▶ Required action: Reproduce verbatim every line from the one that includes "For each instance of the crescent-shaped" to the closing line of the entries; omit everything before it.

▶ Data for the task:
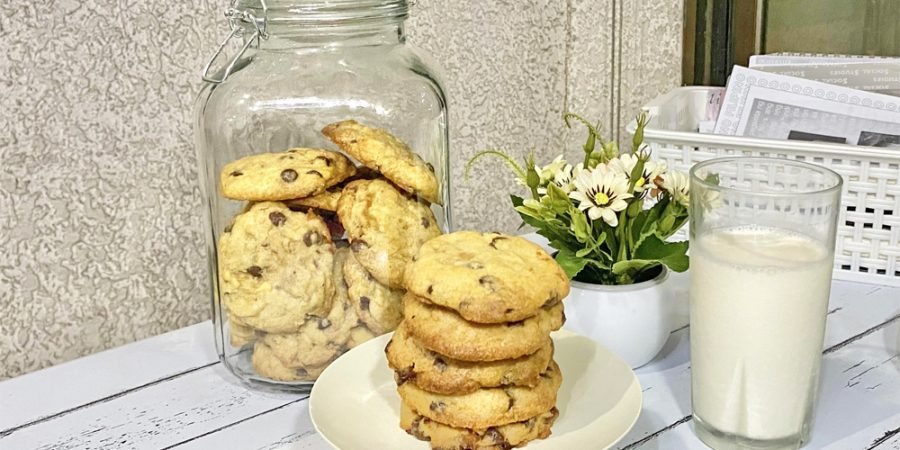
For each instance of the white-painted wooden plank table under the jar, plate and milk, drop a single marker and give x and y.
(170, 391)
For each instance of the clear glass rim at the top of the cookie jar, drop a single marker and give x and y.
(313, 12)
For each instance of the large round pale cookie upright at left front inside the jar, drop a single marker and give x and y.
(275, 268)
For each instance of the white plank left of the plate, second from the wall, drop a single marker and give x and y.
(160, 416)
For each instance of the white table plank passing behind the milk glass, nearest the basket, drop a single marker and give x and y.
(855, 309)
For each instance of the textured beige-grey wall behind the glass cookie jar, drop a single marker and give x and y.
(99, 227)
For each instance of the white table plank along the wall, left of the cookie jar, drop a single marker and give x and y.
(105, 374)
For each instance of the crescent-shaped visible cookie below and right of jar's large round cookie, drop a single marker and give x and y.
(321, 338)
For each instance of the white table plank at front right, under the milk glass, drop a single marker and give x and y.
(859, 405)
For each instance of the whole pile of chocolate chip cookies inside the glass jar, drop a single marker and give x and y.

▶ Solution to this task:
For each instance of the crescent-shaped visible cookie below and right of jar's large round cookie, drop a single marker and give x and y.
(321, 338)
For each instance of the white table plank at front right, under the milk glass, drop a single marker and give x and y.
(859, 405)
For each instance of the whole pile of chocolate chip cookies inside the glass jar, drop a single marker and give x and y.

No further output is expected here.